### Excerpt provided:
────────────────────────────────────────

Building a data pipeline#
import lumen
import panel as pn
pn.extension('tabulator')
Lumen dashboards are a powerful, declarative way to write data-driven applications and dashboards. However Lumen components also provide a powerful abstraction that can be leveraged independently of a full dashboard YAML specification. Specifically the Pipeline
component offers an extremely powerful basis for building data transformations that can either be used to power analysis pipelines or to drive visual components we can render in a notebook or a custom Panel dashboard. In this section we will discover how to leverage pipelines in this way.
First however we need to understand how Pipelines work, specifically the order in which operations are applied. In particular we need to distinguish between operations that are applied by the Source
and operations that are applied to data returned by the Source
. This is because various Source
types support data queries and in the case of SQL based Source
may also support arbitrary SQL transforms. This means that the Pipeline
will first call the Source.get
method with state of the Filter
and SQLTransform
components allowing the Source
to optimize the filter queries and transforms and return the data, once the data is returned as a DataFrame
the declared Transform
stages will be applied in sequence.
Declaring a pipeline#
Just like any other component in Lumen Pipeline
components can be built using a declarative specification. Let us for example build a Pipeline
that starts with a FileSource
and applies a number of filters and transforms.

────────────────────────────────────────

### Rows:
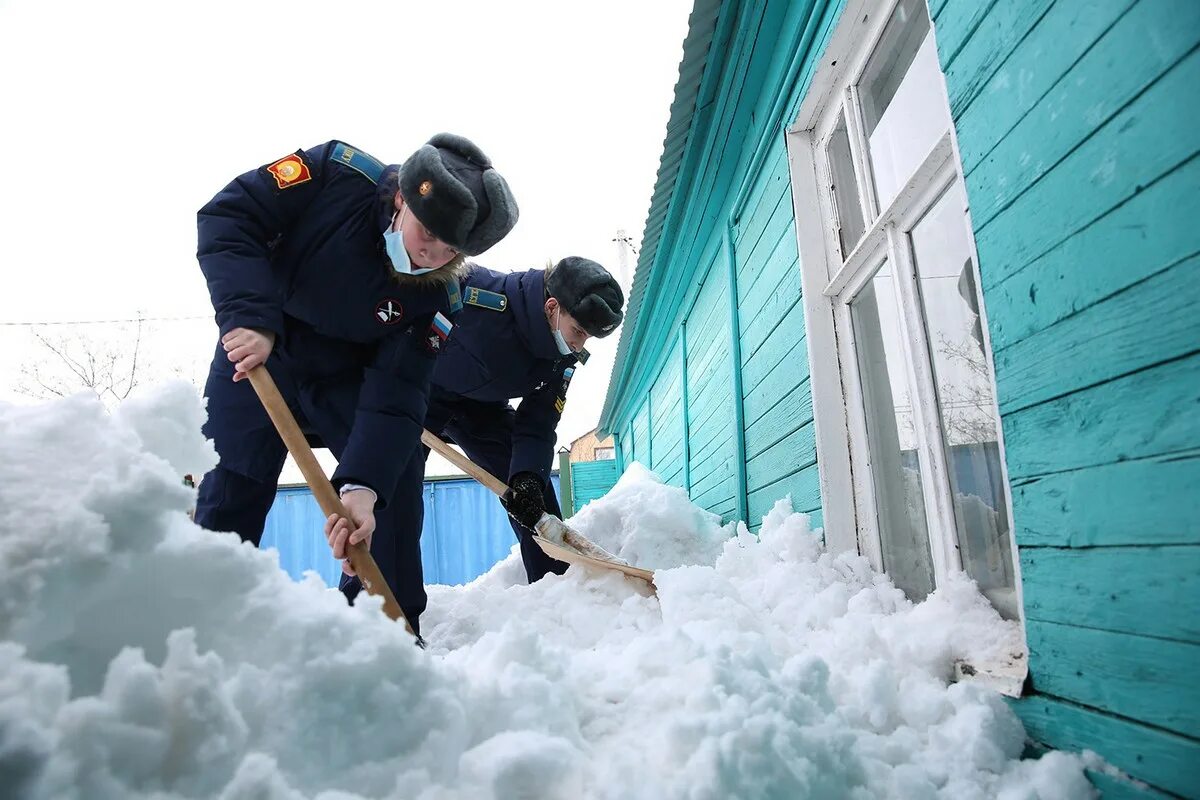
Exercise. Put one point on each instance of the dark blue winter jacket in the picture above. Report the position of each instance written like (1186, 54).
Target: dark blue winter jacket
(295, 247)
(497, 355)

────────────────────────────────────────

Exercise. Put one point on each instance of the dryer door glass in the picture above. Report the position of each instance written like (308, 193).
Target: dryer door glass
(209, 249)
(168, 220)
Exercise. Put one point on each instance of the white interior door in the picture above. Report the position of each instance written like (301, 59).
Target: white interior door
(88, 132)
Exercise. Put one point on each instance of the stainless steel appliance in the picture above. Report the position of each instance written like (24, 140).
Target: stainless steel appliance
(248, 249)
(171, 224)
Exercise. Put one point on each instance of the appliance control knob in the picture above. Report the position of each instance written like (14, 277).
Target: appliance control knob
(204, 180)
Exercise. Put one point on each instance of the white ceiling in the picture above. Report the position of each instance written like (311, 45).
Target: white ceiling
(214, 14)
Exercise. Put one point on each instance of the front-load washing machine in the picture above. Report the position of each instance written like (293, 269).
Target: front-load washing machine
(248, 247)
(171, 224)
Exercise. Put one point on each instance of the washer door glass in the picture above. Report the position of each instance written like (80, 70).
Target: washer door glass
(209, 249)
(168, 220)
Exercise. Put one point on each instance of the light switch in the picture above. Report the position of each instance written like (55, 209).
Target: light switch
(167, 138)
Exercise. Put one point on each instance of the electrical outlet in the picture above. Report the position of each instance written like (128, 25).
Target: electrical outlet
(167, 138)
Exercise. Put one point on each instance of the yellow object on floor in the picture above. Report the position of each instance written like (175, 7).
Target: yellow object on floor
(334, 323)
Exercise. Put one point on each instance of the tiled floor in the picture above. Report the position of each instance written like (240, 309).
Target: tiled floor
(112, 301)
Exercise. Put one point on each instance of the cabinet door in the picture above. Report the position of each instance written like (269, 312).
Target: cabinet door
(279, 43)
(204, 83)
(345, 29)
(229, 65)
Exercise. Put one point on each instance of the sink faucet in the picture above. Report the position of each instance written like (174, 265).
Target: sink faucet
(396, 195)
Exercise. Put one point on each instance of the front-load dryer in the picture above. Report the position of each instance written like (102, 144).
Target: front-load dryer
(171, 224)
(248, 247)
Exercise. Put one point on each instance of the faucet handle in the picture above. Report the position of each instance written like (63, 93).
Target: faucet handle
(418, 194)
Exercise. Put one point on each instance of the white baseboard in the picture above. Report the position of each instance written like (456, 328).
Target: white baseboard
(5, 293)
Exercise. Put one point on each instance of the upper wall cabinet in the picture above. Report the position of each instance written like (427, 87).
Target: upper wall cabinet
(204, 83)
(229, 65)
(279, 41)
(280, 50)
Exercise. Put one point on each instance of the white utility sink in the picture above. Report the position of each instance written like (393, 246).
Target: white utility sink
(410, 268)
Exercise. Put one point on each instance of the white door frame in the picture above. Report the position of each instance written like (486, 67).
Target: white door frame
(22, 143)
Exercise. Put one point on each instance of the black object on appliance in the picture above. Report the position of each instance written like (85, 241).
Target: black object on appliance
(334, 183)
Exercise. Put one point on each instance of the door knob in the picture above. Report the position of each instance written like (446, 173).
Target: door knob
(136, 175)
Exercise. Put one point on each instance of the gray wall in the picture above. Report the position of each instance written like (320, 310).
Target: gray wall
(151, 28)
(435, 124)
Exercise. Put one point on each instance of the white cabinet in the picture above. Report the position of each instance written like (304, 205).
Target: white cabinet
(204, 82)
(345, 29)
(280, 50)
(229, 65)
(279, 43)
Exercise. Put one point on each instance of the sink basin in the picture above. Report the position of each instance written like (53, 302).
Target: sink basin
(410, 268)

────────────────────────────────────────

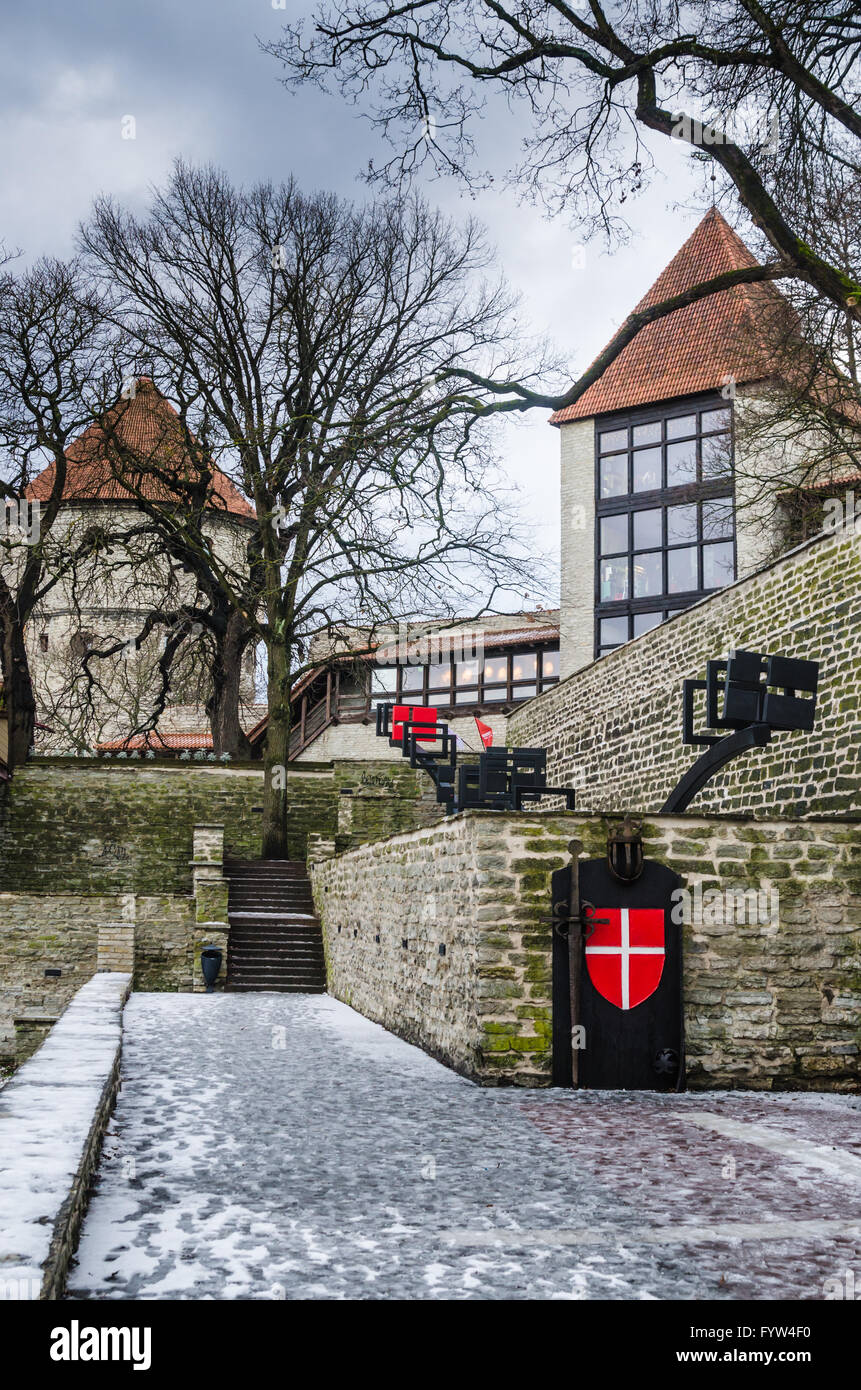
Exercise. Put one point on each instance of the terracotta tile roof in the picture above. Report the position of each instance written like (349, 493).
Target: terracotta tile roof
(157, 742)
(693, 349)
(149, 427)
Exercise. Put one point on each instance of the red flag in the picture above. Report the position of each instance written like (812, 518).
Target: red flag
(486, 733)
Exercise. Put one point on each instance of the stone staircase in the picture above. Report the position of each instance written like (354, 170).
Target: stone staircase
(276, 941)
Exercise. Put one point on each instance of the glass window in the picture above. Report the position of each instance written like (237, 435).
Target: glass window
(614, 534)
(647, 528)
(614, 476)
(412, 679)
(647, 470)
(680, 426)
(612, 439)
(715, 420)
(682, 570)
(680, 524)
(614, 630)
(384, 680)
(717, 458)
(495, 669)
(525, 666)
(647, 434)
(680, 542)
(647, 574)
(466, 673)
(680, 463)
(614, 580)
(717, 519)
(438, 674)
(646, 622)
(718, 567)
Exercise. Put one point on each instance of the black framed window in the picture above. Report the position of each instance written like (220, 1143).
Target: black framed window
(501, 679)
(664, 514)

────────────────────────────────────────

### Aim:
Pick up the guide on building a Lumen data pipeline after its last sentence and keep writing it.

### Answer below:
from lumen.pipeline import Pipeline
data_url = 'https://datasets.holoviz.org/penguins/v1/penguins.csv'
pipeline = Pipeline.from_spec({
'source': {
'type': 'file',
'tables': {
'penguins': data_url
}
},
'filters': [
{'type': 'widget', 'field': 'species'},
{'type': 'widget', 'field': 'island'},
{'type': 'widget', 'field': 'sex'},
{'type': 'widget', 'field': 'year'}
],
'transforms': [
{'type': 'aggregate', 'method': 'mean', 'by': ['species', 'sex', 'year']}
]
})
Once declared we can inspect the current data
easily:
pipeline.data
Note that a Pipeline
updates dynamically if any Source
, Filter
or Transform
is changed or updated. In the pipeline above we declared ‘widget’ filters which we can render by accessing the control_panel
property. To view the dynamically updating data can instantiate a lumen.views.Table
component. In a live notebook we will now get an interactive application letting us dynamically filter the data and view the result.
from lumen.views import Table
pn.Row(pipeline.control_panel, Table(pipeline=pipeline, pagination='remote'))
Note that since a Pipeline
is a Parameterized object we can pass the data
parameter to a Panel component e.g. here we bind the data to a DataFrame
pane:
pn.Row(
pipeline.control_panel,
pn.pane.DataFrame(pipeline.param.data, width=800)
)
Programmatically building pipelines#
A Pipeline
does not have to be built using the declarative specification, instead we can programmatically build the same pipeline:
from lumen.sources import FileSource
source = FileSource(tables={'penguins': data_url})
pipeline = Pipeline(source=source, table='penguins')
pipeline.add_filter('widget', field='species')
pipeline.add_filter('widget', field='island')
pipeline.add_filter('widget', field='sex')
pipeline.add_filter('widget', field='year')
pipeline
Automatic filters#
By setting filters='auto'
we can also have Lumen automatically generate filters for all available columns:
Pipeline(source=source, table='penguins', filters='auto')
Chaining pipelines#
In some cases you will want to build branching pipelines, e.g. in an initial stage you filter the data and display it and in another stage you aggregate your data.
from lumen.transforms import Aggregate
agg_pipeline = pipeline.chain(transforms=[Aggregate(method='mean', by=['species', 'year'])])
agg_pipeline.data
By chaining the Pipeline
we can share computations between different stages, i.e. the filtering step still occurs in the first stage.
Building a dashboard#
One of the major benefits of the Pipeline
architecture is that it allows Lumen components to be used outside of the context of a Lumen application. This makes it possible to build custom dashboards while still leveraging the power of all Lumen components. Let us compose a simple dashboard application driven by the pipeline we defined above.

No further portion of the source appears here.